> **The exercise**
Copy out the final stretch of the listing: the line that contains "Mark the tram passenger" and all lines after it, exactly as they appear.
::: Data provided :::
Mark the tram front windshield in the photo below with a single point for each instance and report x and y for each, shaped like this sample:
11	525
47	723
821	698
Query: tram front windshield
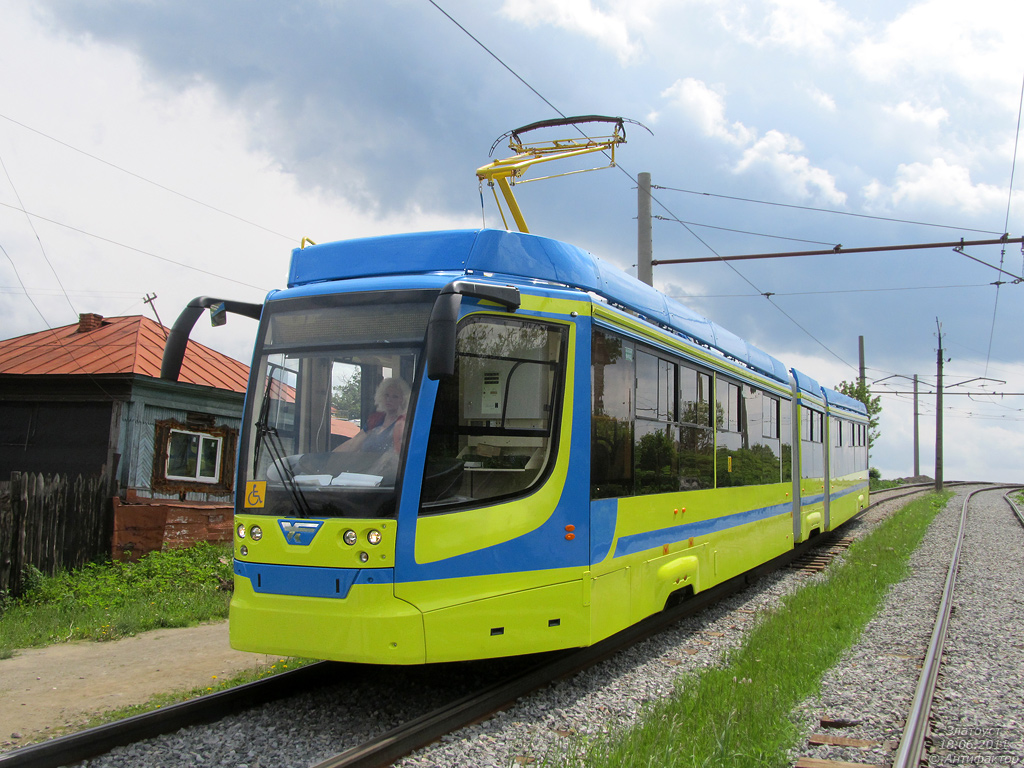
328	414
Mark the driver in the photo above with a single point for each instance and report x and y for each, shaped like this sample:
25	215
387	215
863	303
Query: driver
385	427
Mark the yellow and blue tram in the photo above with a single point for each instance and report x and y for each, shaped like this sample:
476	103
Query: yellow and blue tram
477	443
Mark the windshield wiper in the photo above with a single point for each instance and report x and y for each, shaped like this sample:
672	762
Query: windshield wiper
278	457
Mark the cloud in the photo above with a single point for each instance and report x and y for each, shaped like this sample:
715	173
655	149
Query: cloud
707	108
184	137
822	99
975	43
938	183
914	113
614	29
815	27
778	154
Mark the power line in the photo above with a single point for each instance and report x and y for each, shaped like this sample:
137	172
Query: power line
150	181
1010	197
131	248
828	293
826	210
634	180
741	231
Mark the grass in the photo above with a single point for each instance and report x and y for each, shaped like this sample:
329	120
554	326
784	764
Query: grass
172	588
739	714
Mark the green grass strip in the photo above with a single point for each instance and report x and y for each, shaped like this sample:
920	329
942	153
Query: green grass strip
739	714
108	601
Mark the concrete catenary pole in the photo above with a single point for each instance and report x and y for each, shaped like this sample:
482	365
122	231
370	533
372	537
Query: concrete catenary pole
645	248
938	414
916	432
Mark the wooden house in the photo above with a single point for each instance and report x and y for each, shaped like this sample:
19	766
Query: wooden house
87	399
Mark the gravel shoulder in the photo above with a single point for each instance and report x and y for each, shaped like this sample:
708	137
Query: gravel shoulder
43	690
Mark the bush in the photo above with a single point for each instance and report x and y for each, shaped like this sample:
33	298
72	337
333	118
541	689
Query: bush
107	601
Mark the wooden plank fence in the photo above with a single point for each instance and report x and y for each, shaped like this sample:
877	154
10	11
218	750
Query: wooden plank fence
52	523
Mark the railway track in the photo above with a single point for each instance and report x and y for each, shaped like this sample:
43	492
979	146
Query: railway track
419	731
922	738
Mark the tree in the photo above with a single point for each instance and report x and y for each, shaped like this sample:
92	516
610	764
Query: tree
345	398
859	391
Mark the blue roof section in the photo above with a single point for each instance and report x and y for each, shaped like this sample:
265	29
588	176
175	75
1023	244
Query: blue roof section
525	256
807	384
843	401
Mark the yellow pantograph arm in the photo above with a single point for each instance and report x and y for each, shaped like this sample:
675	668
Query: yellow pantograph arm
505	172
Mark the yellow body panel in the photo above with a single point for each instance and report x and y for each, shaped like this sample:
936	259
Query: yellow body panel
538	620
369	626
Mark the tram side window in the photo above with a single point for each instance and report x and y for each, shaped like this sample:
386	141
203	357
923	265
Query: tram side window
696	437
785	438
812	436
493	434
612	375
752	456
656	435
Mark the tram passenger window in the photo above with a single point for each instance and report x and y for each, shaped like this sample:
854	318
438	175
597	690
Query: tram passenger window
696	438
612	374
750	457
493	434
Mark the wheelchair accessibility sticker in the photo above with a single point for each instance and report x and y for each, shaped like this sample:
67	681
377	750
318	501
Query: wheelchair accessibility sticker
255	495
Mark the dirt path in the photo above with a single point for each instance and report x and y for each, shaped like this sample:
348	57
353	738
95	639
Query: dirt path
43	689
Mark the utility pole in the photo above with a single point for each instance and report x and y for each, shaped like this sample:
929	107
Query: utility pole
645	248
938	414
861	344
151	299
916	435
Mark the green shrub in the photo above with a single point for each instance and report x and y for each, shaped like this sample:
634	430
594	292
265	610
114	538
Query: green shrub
:::
> **Result of the task**
Mark the tram passenger window in the photo above with a single point for each instance and report x and y for each, shaped like this sample:
854	318
438	175
597	690
Query: tram passenger window
696	438
612	374
750	457
493	434
Mark the wheelchair accessibility sticker in the photo above with a single point for each instance and report x and y for each, shaped like this sample:
67	681
377	750
318	501
Query: wheelchair accessibility sticker
255	495
Mark the dirt path in the photo above with a single point for each instance and report x and y for each, shaped like this sample:
348	57
353	738
95	639
Query: dirt path
43	689
Mark the utility pole in the photo above with a single point for each instance and report x and y for each, shaped like this sample:
929	107
Query: utility pole
645	248
938	414
861	344
151	299
916	435
Mark the green shrub in the photo above with a single point for each instance and report x and y for each, shaped like this sample:
634	430
594	292
265	610
114	538
Query: green shrub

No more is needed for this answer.